### Selected extract
= Jay Robert Nash =

American writer (1937–2024)

Jay Robert Nash (November 26, 1937 – April 22, 2024) was an American author of more than 80 true crime books once called the "world's foremost encyclopedist of crime." Among Nash's crime anthologies are Encyclopedia of Western Lawmen and Outlaws, Look For the Woman, Bloodletters and Badmen, and The Great Pictorial History of World Crime. He also compiled his exhaustive research of criminal behaviour into a CD-ROM entitled Jay Robert Nash's True Crime Database.

While Nash's books won a number of "Best Reference" citations from the American Library Association, his works were also criticized for including misinformation or wrong data.

==Biography==
Born in Indianapolis to Jay Robert Nash II and Jerrie Lynne (Kosur), Nash grew up in Green Bay, Wisconsin. Nash's father was a newspaperman who died fighting in the Pacific during World War II while his mother was a cabaret singer in her youth.

After attending Marquette University, Nash served with the United States Army in Europe the mid-1950s. He started his career working for publications in Milwaukee before coming to Chicago in 1962. In 1983 he married Judy Anetsberger, a lawyer, and they had a son, Jay Robert Nash IV.

Nash died of lung cancer on April 22, 2024, at the age of 86.

A 1981 story in The Chicago Tribune stated that "(Nash's) most intriguing creation is himself. Pugnacious, diminutive, and dapper in the attire of a 1920s gangster, his heroic fantasies have made him a Chicago legend — especially among the patrons of his favorite saloons."

== Critical Response ==
Nash won Best Reference citations from the American Library Association for four of his books, including Darkest Hours. In 2008, The Library of America selected Nash's story "The Turner-Stompanato Affair" for inclusion in its two-century retrospective of American True Crime.

However, Nash's books were also criticized for containing a number of errors "ranging from somewhat minor ... to more egregious." Reviewers noted that in his books, "many quotes and scenarios are not clearly substantiated." Richard Maxwell Brown, writing in the Journal of American History, noted that one of Nash's books contained "numerous errors, omissions, inconsistencies, and anomalies."

Nash also admitted his books are "seeded with information to detect any unauthorized use or duplication." According to Nash, the precise nature of these copyright traps may include incorrect information in otherwise factual entries, or wholly fictitious entries. Because of this and other errors found in his books, the Library Journal called Nash's work "fascinating yet flawed" and recommended that it be used only for background research.

As one reviewer wrote, the odd device of Nash seeding his books with disinformation was "somewhat reminiscent of mapmakers planting false cul-de-sacs on their maps but also renders his books problematic unless one verifies their facts in other sources."

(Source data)

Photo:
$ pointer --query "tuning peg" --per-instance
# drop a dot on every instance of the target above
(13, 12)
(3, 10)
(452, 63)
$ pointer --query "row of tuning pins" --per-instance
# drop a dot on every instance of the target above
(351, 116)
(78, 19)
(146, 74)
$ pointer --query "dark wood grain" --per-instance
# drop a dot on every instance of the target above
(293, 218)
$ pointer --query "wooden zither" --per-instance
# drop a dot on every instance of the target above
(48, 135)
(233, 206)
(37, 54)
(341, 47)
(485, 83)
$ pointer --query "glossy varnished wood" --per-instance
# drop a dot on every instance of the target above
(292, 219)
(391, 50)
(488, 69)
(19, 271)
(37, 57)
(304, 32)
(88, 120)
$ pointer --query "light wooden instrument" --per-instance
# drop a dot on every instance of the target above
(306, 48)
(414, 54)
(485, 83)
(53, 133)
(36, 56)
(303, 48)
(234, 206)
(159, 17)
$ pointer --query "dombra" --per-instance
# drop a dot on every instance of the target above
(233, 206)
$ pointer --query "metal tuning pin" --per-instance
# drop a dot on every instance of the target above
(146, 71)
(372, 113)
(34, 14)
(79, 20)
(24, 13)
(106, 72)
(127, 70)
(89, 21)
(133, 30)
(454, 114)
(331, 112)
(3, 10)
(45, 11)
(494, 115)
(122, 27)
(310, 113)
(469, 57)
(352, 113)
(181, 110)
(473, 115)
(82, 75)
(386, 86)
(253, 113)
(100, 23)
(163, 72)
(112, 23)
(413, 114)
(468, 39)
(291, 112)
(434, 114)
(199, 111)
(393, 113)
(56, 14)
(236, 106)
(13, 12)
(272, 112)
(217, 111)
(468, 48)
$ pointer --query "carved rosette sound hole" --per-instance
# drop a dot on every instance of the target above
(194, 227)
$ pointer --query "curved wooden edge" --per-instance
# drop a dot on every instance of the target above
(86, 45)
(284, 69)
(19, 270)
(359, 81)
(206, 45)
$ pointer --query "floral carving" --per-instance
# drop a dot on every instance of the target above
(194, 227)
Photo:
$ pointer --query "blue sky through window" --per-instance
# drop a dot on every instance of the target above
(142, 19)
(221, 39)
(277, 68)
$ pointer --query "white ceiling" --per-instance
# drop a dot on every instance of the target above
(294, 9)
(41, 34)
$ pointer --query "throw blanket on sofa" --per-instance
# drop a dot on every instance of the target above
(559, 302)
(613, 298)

### Things to do
1. Retype the part of the Jay Robert Nash article that begins at the words "Nash also admitted" and stops after the words "for background research.".
2. Write what comes next in the article about Jay Robert Nash, picking up after its last sentence.

### Exercise answers
1.
Nash also admitted his books are "seeded with information to detect any unauthorized use or duplication." According to Nash, the precise nature of these copyright traps may include incorrect information in otherwise factual entries, or wholly fictitious entries. Because of this and other errors found in his books, the Library Journal called Nash's work "fascinating yet flawed" and recommended that it be used only for background research.

2.
==CBS lawsuit==
Nash once filed a lawsuit against CBS for producing an episode of Simon & Simon with a plotline based around his notion that bank robber John Dillinger was not killed by the FBI in 1934 (Nash focused two separate books on his theory). His claim of copyright infringement was dismissed on summary judgment, a ruling upheld by an appeals court. The court compared Nash's writing to "speculative works representing themselves as fact" and concluded that he could not claim a copyright on his analysis of historical facts, only his expression of them. The court added that Nash should not be surprised at the result, pointing out, "His own books are largely fresh expositions of facts looked up in other people's books."

== Legal threats against Wikipedia ==
In 2006, Nash claimed that Wikipedia has violated his copyright by either copying or plagiarizing his content for many of Wikipedia's crime-related articles. At the time Nash said he was compiling a list of examples in which Wikipedia allegedly infringed on his work, although such a list was not made public.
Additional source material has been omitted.